===== Listed entries =====

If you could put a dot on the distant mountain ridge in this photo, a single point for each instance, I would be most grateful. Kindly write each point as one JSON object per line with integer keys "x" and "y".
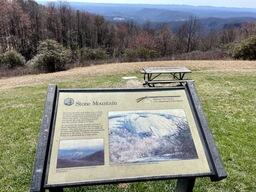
{"x": 212, "y": 18}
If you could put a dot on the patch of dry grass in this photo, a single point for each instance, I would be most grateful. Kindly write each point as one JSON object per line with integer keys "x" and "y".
{"x": 124, "y": 68}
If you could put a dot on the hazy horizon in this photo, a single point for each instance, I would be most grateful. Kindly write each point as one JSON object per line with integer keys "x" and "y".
{"x": 217, "y": 3}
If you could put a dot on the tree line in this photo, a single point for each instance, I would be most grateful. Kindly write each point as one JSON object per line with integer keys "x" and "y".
{"x": 25, "y": 23}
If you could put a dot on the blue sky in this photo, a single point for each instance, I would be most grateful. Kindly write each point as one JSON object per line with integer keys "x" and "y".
{"x": 217, "y": 3}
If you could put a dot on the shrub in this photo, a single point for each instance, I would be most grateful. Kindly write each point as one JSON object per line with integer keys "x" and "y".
{"x": 87, "y": 54}
{"x": 51, "y": 57}
{"x": 245, "y": 50}
{"x": 11, "y": 59}
{"x": 141, "y": 54}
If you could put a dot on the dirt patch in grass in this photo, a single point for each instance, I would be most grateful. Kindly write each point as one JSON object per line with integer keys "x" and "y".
{"x": 122, "y": 68}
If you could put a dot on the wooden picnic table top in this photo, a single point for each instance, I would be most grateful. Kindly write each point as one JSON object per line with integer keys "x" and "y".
{"x": 158, "y": 70}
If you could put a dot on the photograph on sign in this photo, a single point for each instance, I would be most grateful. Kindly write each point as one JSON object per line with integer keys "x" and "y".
{"x": 109, "y": 136}
{"x": 150, "y": 136}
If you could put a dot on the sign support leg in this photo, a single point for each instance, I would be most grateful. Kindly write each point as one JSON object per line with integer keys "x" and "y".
{"x": 185, "y": 185}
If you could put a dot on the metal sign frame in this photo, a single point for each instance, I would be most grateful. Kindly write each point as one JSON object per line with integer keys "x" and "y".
{"x": 185, "y": 182}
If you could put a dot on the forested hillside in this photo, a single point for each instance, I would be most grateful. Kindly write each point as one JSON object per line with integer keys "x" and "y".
{"x": 79, "y": 37}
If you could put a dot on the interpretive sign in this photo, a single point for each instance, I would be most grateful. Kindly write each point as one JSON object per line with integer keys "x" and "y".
{"x": 120, "y": 135}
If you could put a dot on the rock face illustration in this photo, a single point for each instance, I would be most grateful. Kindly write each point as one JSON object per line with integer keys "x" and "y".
{"x": 150, "y": 136}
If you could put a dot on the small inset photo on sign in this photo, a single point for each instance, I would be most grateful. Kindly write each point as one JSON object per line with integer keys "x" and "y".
{"x": 150, "y": 136}
{"x": 80, "y": 153}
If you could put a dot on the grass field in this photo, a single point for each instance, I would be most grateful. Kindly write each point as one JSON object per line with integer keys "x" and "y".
{"x": 228, "y": 98}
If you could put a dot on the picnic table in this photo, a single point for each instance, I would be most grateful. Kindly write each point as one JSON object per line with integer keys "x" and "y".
{"x": 157, "y": 75}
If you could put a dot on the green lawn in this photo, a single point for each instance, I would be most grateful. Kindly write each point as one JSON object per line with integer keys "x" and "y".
{"x": 229, "y": 102}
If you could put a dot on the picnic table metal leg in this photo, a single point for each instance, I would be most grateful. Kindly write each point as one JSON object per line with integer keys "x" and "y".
{"x": 185, "y": 185}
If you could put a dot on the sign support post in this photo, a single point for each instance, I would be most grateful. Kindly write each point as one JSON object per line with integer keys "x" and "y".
{"x": 98, "y": 114}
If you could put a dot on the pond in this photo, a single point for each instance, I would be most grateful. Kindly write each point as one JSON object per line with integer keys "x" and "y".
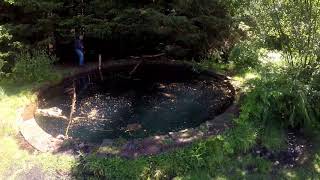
{"x": 155, "y": 101}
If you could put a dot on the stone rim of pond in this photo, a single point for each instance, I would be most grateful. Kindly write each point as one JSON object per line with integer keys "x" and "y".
{"x": 44, "y": 142}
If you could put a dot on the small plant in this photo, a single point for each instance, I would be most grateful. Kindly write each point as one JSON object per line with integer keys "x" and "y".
{"x": 34, "y": 67}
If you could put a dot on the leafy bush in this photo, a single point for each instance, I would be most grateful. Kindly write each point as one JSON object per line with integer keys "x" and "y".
{"x": 34, "y": 67}
{"x": 245, "y": 55}
{"x": 279, "y": 97}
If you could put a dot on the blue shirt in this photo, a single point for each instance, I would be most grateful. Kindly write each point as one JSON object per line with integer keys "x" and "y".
{"x": 78, "y": 44}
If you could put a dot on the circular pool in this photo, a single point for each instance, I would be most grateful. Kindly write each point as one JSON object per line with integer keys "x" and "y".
{"x": 154, "y": 100}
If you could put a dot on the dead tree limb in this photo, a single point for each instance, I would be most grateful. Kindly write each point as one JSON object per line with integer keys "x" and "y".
{"x": 73, "y": 107}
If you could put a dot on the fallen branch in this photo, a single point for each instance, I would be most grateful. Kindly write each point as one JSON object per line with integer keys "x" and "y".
{"x": 73, "y": 105}
{"x": 135, "y": 68}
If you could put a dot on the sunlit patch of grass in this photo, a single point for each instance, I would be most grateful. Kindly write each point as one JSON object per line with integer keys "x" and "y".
{"x": 11, "y": 158}
{"x": 241, "y": 81}
{"x": 9, "y": 105}
{"x": 14, "y": 161}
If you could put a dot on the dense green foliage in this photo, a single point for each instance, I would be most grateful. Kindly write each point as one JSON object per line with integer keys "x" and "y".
{"x": 276, "y": 43}
{"x": 120, "y": 28}
{"x": 34, "y": 67}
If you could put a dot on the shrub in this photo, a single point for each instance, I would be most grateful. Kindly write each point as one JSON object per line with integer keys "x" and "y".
{"x": 34, "y": 67}
{"x": 279, "y": 97}
{"x": 245, "y": 55}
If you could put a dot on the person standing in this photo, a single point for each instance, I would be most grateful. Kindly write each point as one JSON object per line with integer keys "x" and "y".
{"x": 78, "y": 45}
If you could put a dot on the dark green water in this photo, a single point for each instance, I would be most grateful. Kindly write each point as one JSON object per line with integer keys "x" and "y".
{"x": 130, "y": 108}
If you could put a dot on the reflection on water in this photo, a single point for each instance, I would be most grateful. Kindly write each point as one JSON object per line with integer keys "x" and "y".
{"x": 130, "y": 108}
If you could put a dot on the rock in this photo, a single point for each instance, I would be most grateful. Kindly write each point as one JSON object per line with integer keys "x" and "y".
{"x": 51, "y": 112}
{"x": 133, "y": 127}
{"x": 81, "y": 145}
{"x": 60, "y": 136}
{"x": 107, "y": 142}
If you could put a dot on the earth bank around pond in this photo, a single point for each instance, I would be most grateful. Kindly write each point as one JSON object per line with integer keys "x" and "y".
{"x": 158, "y": 101}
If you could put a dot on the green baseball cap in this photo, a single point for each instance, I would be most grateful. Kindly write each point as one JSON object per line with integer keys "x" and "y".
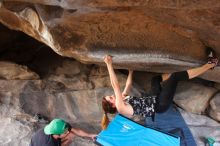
{"x": 57, "y": 126}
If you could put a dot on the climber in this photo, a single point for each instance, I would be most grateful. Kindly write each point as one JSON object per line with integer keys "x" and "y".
{"x": 56, "y": 132}
{"x": 160, "y": 99}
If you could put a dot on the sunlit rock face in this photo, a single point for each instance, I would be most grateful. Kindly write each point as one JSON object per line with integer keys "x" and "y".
{"x": 158, "y": 36}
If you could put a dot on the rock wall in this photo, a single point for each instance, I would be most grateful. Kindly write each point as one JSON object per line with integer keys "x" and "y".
{"x": 158, "y": 36}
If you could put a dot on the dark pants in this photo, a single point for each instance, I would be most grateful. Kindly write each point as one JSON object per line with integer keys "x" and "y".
{"x": 165, "y": 95}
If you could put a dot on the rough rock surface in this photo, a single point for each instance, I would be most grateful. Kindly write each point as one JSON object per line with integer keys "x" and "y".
{"x": 214, "y": 109}
{"x": 193, "y": 97}
{"x": 11, "y": 71}
{"x": 159, "y": 36}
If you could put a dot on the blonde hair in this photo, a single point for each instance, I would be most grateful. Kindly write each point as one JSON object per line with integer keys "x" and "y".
{"x": 105, "y": 121}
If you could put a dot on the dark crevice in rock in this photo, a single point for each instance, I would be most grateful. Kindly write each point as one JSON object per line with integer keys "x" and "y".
{"x": 21, "y": 49}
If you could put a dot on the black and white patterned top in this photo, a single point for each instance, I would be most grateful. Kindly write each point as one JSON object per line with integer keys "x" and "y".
{"x": 143, "y": 106}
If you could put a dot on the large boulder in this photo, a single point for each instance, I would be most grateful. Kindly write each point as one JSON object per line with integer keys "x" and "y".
{"x": 11, "y": 71}
{"x": 159, "y": 36}
{"x": 193, "y": 97}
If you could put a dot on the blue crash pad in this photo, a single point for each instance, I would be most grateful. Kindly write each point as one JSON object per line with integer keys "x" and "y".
{"x": 124, "y": 132}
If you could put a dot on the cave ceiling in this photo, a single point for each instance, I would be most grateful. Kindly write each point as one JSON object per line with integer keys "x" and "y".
{"x": 145, "y": 35}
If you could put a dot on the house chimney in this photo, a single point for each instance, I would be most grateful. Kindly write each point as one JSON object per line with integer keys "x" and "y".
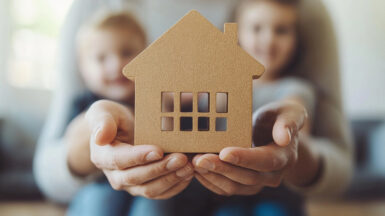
{"x": 231, "y": 32}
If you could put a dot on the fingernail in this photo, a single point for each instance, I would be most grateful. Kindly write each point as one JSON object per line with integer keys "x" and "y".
{"x": 201, "y": 170}
{"x": 289, "y": 133}
{"x": 173, "y": 164}
{"x": 231, "y": 159}
{"x": 185, "y": 171}
{"x": 153, "y": 156}
{"x": 204, "y": 163}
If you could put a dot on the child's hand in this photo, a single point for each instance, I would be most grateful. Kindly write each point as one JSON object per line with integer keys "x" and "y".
{"x": 245, "y": 171}
{"x": 140, "y": 170}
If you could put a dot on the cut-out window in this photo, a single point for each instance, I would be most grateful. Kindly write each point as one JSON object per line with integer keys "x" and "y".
{"x": 186, "y": 123}
{"x": 186, "y": 102}
{"x": 203, "y": 123}
{"x": 221, "y": 124}
{"x": 203, "y": 102}
{"x": 167, "y": 101}
{"x": 221, "y": 102}
{"x": 167, "y": 123}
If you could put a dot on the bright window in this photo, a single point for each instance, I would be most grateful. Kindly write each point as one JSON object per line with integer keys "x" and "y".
{"x": 35, "y": 29}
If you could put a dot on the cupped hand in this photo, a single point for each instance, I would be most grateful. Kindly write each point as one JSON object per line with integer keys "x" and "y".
{"x": 245, "y": 171}
{"x": 141, "y": 170}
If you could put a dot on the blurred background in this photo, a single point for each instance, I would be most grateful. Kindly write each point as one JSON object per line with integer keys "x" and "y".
{"x": 29, "y": 32}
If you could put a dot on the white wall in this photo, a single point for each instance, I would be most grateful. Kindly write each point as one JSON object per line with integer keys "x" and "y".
{"x": 360, "y": 27}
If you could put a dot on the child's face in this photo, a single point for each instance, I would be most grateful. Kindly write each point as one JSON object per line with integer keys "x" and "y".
{"x": 267, "y": 30}
{"x": 102, "y": 59}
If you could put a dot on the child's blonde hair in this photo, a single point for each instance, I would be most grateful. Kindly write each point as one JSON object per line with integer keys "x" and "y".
{"x": 104, "y": 20}
{"x": 245, "y": 3}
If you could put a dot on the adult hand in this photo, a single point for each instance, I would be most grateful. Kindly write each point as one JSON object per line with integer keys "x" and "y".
{"x": 245, "y": 171}
{"x": 141, "y": 170}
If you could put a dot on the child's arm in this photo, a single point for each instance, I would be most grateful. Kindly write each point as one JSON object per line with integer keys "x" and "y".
{"x": 138, "y": 169}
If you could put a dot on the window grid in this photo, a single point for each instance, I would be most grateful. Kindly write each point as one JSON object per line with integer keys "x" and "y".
{"x": 212, "y": 115}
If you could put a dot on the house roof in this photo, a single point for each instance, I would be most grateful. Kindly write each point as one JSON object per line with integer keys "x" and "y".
{"x": 194, "y": 44}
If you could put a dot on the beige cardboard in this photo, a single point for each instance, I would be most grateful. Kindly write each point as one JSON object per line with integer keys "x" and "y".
{"x": 194, "y": 56}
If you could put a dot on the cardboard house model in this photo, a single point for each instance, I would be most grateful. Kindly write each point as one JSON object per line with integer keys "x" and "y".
{"x": 193, "y": 88}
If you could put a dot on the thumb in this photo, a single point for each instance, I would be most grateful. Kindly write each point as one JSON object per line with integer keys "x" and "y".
{"x": 288, "y": 123}
{"x": 102, "y": 123}
{"x": 105, "y": 131}
{"x": 282, "y": 134}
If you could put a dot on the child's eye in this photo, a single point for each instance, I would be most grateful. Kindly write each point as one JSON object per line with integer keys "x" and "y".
{"x": 101, "y": 58}
{"x": 127, "y": 53}
{"x": 282, "y": 30}
{"x": 257, "y": 28}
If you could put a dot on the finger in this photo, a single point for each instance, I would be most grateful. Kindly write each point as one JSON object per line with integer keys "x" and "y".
{"x": 122, "y": 156}
{"x": 105, "y": 118}
{"x": 209, "y": 185}
{"x": 146, "y": 173}
{"x": 267, "y": 158}
{"x": 211, "y": 162}
{"x": 160, "y": 185}
{"x": 228, "y": 186}
{"x": 289, "y": 121}
{"x": 176, "y": 189}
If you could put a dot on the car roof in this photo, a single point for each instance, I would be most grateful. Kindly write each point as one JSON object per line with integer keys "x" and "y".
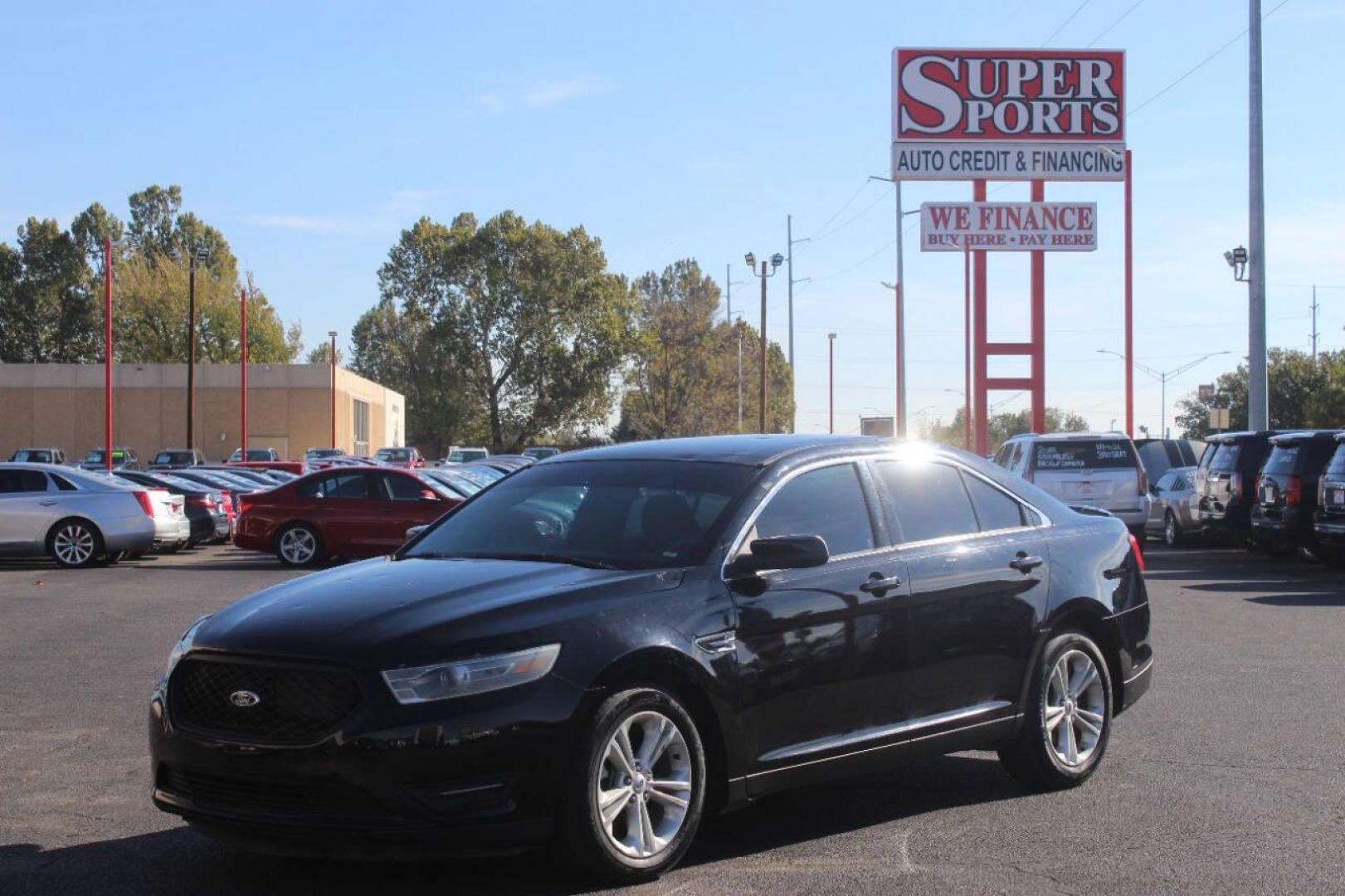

=====

**Problem requirements:** Please report every line of the data above that contains the word "child", copying each such line in full.

**Expected answer:**
If you could put a dot on the child's hand in this photo, a single point for each instance, I would be most grateful. Kindly write each point as one JSON object per line with integer keys "x" and "y".
If you could put a dot on the child's face in this photo, a single point for each instance, I would be most grateful. Kindly write each point as one JSON object per line with integer keys "x" and "y".
If you could put a dot on the child's blonde hair in this photo, a single point for each instance, I would be most grateful. Kindly write each point as one JSON object per line with integer keys "x" and "y".
If you could put a dot on the child's arm in this photo, a single point for each instance, I would be most grateful. Kindly write each point as one JSON object per line with integer keys "x" and "y".
If you could put a dot on the child's eye in this photo, a single point for each instance, I would be most grateful. Kindly write each point as one JSON object per line with integer keys "x" and "y".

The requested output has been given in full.